Goal of the exercise -> Copy the lines below word for word, keeping every one of them in its original order.

Dataset records on where objects are located:
------------------------------------------------------------
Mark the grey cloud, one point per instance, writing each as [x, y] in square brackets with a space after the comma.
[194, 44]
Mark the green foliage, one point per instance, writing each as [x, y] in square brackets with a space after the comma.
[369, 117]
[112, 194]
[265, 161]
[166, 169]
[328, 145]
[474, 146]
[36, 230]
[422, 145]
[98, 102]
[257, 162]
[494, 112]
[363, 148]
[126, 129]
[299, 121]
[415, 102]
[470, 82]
------------------------------------------------------------
Problem solution ->
Mark the grey cloud, one point per instance, writing each as [x, y] in square brackets with a space after the comma.
[194, 44]
Mark the green foliage, one point per instance, writing each as [x, y] in square brackets with a space after the comma.
[369, 117]
[112, 194]
[265, 161]
[166, 169]
[328, 145]
[474, 146]
[36, 230]
[422, 145]
[98, 102]
[257, 162]
[494, 112]
[363, 148]
[126, 129]
[299, 121]
[415, 102]
[470, 82]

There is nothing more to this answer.